* [Exercise details] Return, verbatim and in full, the records that follow, but not their pictures.

* [Data shown]
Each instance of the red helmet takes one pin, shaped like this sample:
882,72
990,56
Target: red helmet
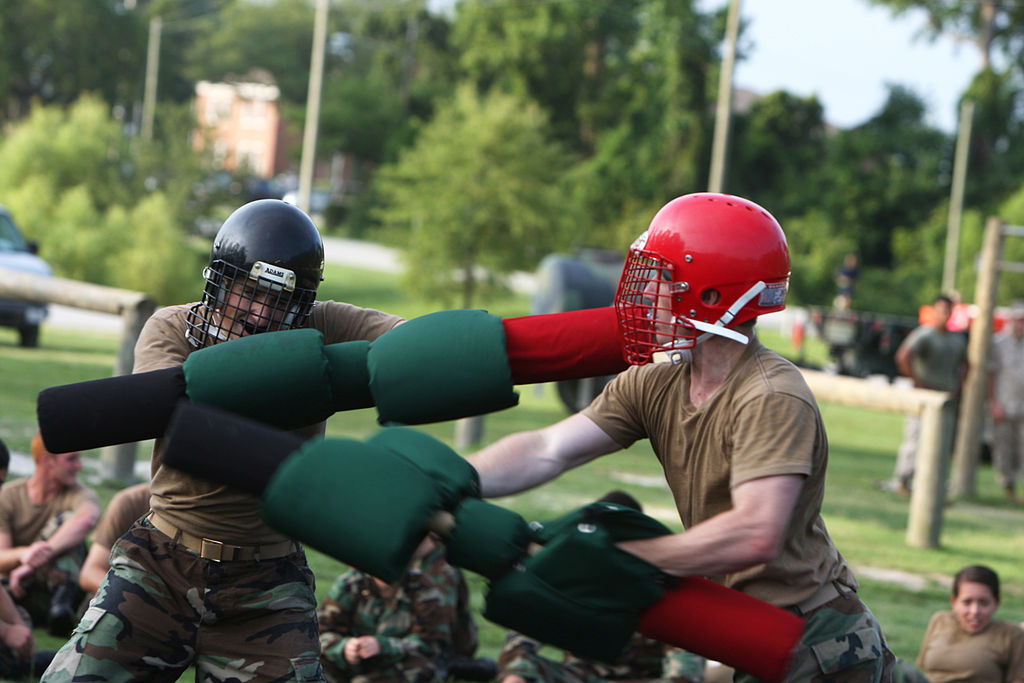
707,261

* [Solution to the exercise]
Each instance of the red helmet takes one pin, shaped like this sample:
882,72
990,56
Target: red helmet
707,261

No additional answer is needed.